Text block:
>> Start
I realized I was really unclear on when it was safe to re-use session tickets, e.g. if TLS settings changed, so I asked around and got a pretty good answer:

<davidben> Session resumption typically carries over the authentication from the previous connection. So, yeah, if you have two connections with different client cert preferences, they should not share sessions.
<davidben> Other bits of parameter negotiation may also be short-circuited, but it depends on the server. (E.g. OpenSSL will short-circuit cipher suite negotiation but we fixed that in BoringSSL at some point. It interacts badly with ticket renewal and server config changes.)
<njs> davidben: so it sounds like possibly a session ticket cache should just key off of "all TLS-related configuration"?
<davidben> njs: It's probably a bit excessive, but not wrong either.
[...]
<davidben> Right but since you already have to suitably partition your per-request config bits for connection reuse, the simplest thing is to partition the session resumption similarly.
>> End
Data supplied:
>> Start
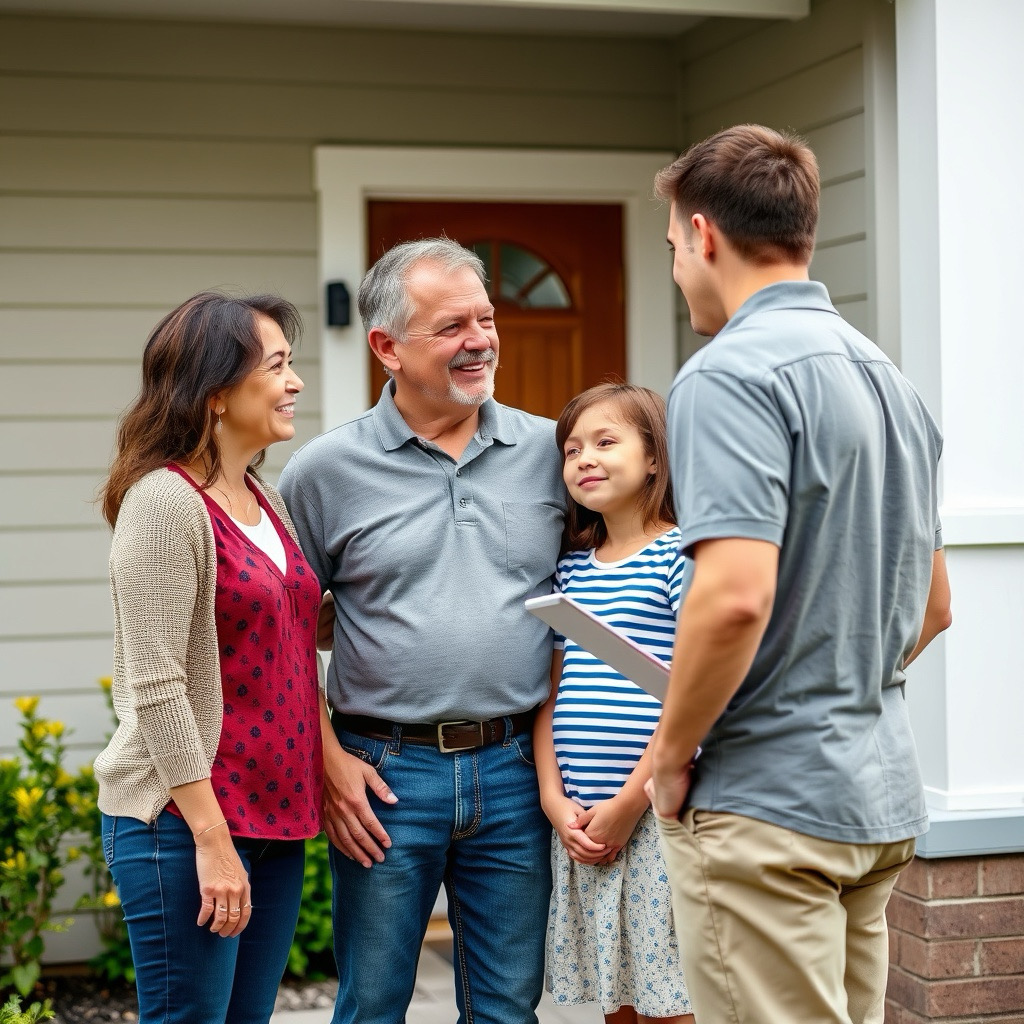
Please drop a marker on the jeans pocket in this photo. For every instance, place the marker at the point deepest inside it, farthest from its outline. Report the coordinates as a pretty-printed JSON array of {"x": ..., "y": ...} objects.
[
  {"x": 523, "y": 744},
  {"x": 107, "y": 829},
  {"x": 373, "y": 752}
]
>> End
Set problem A: Translate this sentence from the session-resumption discussion into Spanish: "Session resumption typically carries over the authentication from the previous connection."
Set problem B: Reproduce word for word the part of the session-resumption discussion from "<njs> davidben: so" up to and including "not wrong either.".
Set problem C: Carry the session-resumption discussion forward from its final line.
The listing is unrelated to the session-resumption discussion.

Written reply A: La reanudación de sesión normalmente traslada la autenticación de la conexión anterior.

Written reply B:
<njs> davidben: so it sounds like possibly a session ticket cache should just key off of "all TLS-related configuration"?
<davidben> njs: It's probably a bit excessive, but not wrong either.

Written reply C:
[...]
<njs> yeah, if the answer is "treat session tickets like they're connections" then that's straightforward enough

So it sounds like session tickets probably should get handled at the same level as the connection pooling – which I guess will be a lower level "HTTP transport" object, not a higher-level "session with cookies and stuff" object?

I guess optimally, HSTS and Alt-Svc should be handled at this level as well. It doesn't make sense to stop enforcing HSTS just because you switched to a different set of cookies! And it makes sense architecturally too, because the "HTTP transport" is responsible for TLS and protocol negotiation, and that's what tickets/HSTS/Alt-Svc are all about. (Versus cookies, caches, redirects, which are all defined at the level of HTTP's abstract semantics, and don't care about transport details.)

(Or is it better to treat HSTS as an automatic redirect? I.e., if you request http://foo.com and HSTS says that you should actually fetch https://foo.com, then what happens? Does it fail, do you silently upgrade to HTTPS internally, do you upgrade to HTTPS internally + return response metadata as if the user had asked for https:// in the first place, how does it interact with redirect tracking APIs? I guess I need to read the spec or something...)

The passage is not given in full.